-- START OF Records provided --

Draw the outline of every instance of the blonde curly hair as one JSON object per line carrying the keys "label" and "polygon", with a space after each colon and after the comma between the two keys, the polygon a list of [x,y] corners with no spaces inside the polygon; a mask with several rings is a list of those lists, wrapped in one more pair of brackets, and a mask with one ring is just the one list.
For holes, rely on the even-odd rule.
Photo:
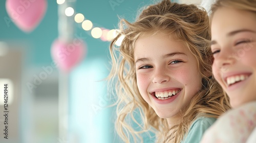
{"label": "blonde curly hair", "polygon": [[[159,117],[140,95],[135,68],[136,40],[145,34],[160,31],[172,34],[184,42],[197,59],[199,72],[204,81],[202,89],[182,113],[180,123],[170,128],[166,119]],[[115,46],[121,36],[124,37],[121,45]],[[164,0],[145,8],[133,23],[120,20],[119,33],[110,46],[112,66],[108,79],[110,91],[117,96],[116,129],[125,142],[141,142],[141,134],[149,131],[157,135],[157,142],[180,142],[196,118],[218,118],[230,108],[228,99],[211,78],[213,58],[210,49],[207,48],[210,40],[207,13],[194,5]],[[139,120],[135,117],[138,114]],[[140,128],[133,128],[134,124]]]}

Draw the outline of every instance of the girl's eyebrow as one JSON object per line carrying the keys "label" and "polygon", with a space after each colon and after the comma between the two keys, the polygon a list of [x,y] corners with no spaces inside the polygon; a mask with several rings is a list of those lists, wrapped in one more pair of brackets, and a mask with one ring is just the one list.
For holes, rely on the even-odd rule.
{"label": "girl's eyebrow", "polygon": [[229,33],[228,33],[227,35],[228,36],[233,36],[237,33],[241,33],[241,32],[252,32],[252,33],[256,33],[255,31],[253,31],[253,30],[249,30],[249,29],[239,29],[239,30],[235,30],[235,31],[231,31]]}
{"label": "girl's eyebrow", "polygon": [[[230,36],[233,36],[234,35],[236,35],[238,33],[241,33],[241,32],[251,32],[251,33],[256,33],[256,32],[255,32],[253,30],[249,30],[249,29],[239,29],[238,30],[231,31],[231,32],[228,33],[228,34],[227,34],[227,36],[230,37]],[[216,42],[216,41],[214,40],[212,40],[211,41],[210,45],[212,45],[216,44],[217,43],[217,42]]]}
{"label": "girl's eyebrow", "polygon": [[[172,53],[164,55],[163,55],[162,57],[163,57],[163,59],[164,59],[164,58],[166,58],[169,57],[173,57],[173,56],[174,56],[175,55],[185,55],[185,56],[186,55],[186,54],[185,54],[185,53],[183,53],[174,52],[174,53]],[[148,61],[150,60],[150,58],[140,58],[140,59],[136,60],[136,61],[135,61],[135,63],[136,63],[138,62]]]}

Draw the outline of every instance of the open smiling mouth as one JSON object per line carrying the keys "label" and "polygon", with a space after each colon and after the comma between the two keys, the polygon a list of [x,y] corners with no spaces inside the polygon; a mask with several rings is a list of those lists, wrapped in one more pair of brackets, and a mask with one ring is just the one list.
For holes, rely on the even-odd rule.
{"label": "open smiling mouth", "polygon": [[245,75],[229,77],[227,78],[226,79],[226,83],[227,83],[228,86],[229,86],[245,80],[248,79],[248,77],[249,75]]}
{"label": "open smiling mouth", "polygon": [[160,100],[165,100],[176,95],[180,91],[180,89],[173,90],[169,90],[165,91],[156,91],[153,93],[155,97]]}

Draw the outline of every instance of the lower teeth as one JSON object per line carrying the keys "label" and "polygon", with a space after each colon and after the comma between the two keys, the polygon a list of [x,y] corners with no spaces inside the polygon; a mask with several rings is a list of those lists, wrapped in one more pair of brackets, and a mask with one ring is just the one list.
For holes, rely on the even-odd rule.
{"label": "lower teeth", "polygon": [[167,98],[158,98],[157,99],[160,99],[160,100],[165,100],[165,99],[168,99],[168,98],[170,98],[170,97],[172,97],[173,96],[168,96],[168,97]]}

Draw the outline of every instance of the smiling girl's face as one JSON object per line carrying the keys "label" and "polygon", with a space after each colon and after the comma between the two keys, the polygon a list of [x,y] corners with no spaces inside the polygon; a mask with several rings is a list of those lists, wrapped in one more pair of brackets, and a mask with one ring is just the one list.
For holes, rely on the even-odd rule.
{"label": "smiling girl's face", "polygon": [[175,123],[202,89],[196,58],[182,41],[160,33],[139,38],[134,58],[141,95],[158,116]]}
{"label": "smiling girl's face", "polygon": [[214,76],[231,106],[256,101],[256,14],[221,8],[211,31]]}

-- END OF Records provided --

◆ What you are asked to do
Reproduce all of the rows above with every instance of "even-odd rule" switched to "nonzero winding rule" and everything else left unchanged. Leave the pictures out.

◆ Problem solution
Draw the outline of every instance of the blonde curly hair as one JSON object per line carrying the keys "label" and "polygon", with a space after each colon and after the comma between the two keys, the polygon a list of [x,y] corners with no spaces inside the polygon; a mask with several rings is a list of those lists, wrapped in one more pair of brackets, and a mask with one ring is just the one list.
For holes, rely on the nonzero winding rule.
Photo:
{"label": "blonde curly hair", "polygon": [[[159,117],[140,95],[135,68],[136,40],[145,34],[160,31],[172,34],[184,42],[197,59],[199,72],[204,81],[202,89],[182,113],[180,123],[170,128],[166,119]],[[115,46],[121,36],[124,37],[121,45]],[[164,0],[145,8],[133,23],[120,20],[119,33],[110,46],[112,66],[108,79],[110,91],[117,96],[116,129],[125,142],[141,142],[141,134],[149,131],[157,135],[157,142],[180,142],[196,118],[218,118],[230,108],[228,99],[211,78],[213,58],[210,49],[207,48],[210,40],[207,13],[194,5]],[[139,120],[135,117],[138,114]],[[140,128],[133,128],[134,124]]]}

Draw the outline of every instance of the girl's eyebrow as one JSON object per line carrying the keys "label" and "polygon", with a space after each colon and after the comma between the two keys, the polygon a list of [x,y] corners with no spaces inside the polygon; a mask with several rings is a list of those lists, wrapped in one more pair of brackets, and a mask with one ring is just the one list.
For holes, rely on the nonzero winding rule.
{"label": "girl's eyebrow", "polygon": [[229,33],[228,33],[227,35],[228,36],[233,36],[237,33],[241,33],[241,32],[252,32],[252,33],[256,33],[255,31],[253,31],[253,30],[249,30],[249,29],[239,29],[239,30],[235,30],[235,31],[231,31]]}
{"label": "girl's eyebrow", "polygon": [[[230,36],[233,36],[234,35],[236,35],[238,33],[241,33],[241,32],[251,32],[251,33],[256,33],[256,32],[255,32],[253,30],[249,30],[249,29],[239,29],[238,30],[231,31],[231,32],[228,33],[228,34],[227,34],[227,36],[230,37]],[[216,42],[216,41],[214,40],[212,40],[211,41],[210,45],[212,45],[216,44],[217,43],[217,42]]]}
{"label": "girl's eyebrow", "polygon": [[[172,53],[164,55],[163,55],[162,57],[163,57],[163,59],[164,59],[164,58],[166,58],[169,57],[173,57],[173,56],[174,56],[175,55],[185,55],[185,56],[186,55],[186,54],[185,54],[185,53],[183,53],[174,52],[174,53]],[[148,61],[150,60],[150,58],[140,58],[140,59],[136,60],[136,61],[135,61],[135,63],[136,63],[138,62]]]}

Draw the outline of every instance of the open smiling mouth as one JSON object per line carrying the keys "label" and "polygon", with a space after each colon and after the comma between the two keys, the polygon a list of [x,y] corners with no spaces inside the polygon; a mask with several rings is a list of those lists, wrapped in one more pair of brackets, and a mask with one ring is just the one list.
For holes, rely on the nonzero winding rule.
{"label": "open smiling mouth", "polygon": [[245,75],[229,77],[227,78],[226,79],[226,83],[227,83],[228,86],[229,86],[245,80],[248,79],[248,77],[249,75]]}
{"label": "open smiling mouth", "polygon": [[160,100],[165,100],[176,95],[180,91],[180,89],[173,90],[169,90],[165,91],[156,91],[153,93],[155,97]]}

Draw the outline of every instance of the lower teeth as one JSON object per line carrying the keys "label" and "polygon", with a space after each colon and after the comma between the two keys, the polygon a list of [x,y] corners with no spaces inside the polygon; a mask with several rings is a list of those lists, wrapped in one more pair of brackets, and a mask with one ring is just the one list.
For holes, rely on the nonzero winding rule.
{"label": "lower teeth", "polygon": [[167,98],[158,98],[157,99],[160,99],[160,100],[165,100],[165,99],[168,99],[168,98],[170,98],[170,97],[172,97],[173,96],[168,96],[168,97]]}

Draw the outline of every instance of the smiling girl's face as one JSON object per line carrying the keys "label" and "polygon", with a space after each colon and after the comma between the two keys, the polygon a list of [x,y] corners with no spaces inside the polygon; a mask with several rings is a list of those lists, wrapped in one more pair of brackets, and a mask with one ring is just the one list.
For holes, rely on the nonzero winding rule.
{"label": "smiling girl's face", "polygon": [[175,123],[202,89],[196,58],[182,41],[160,33],[139,38],[134,58],[141,95],[158,116]]}
{"label": "smiling girl's face", "polygon": [[214,76],[231,106],[256,101],[256,14],[221,8],[211,31]]}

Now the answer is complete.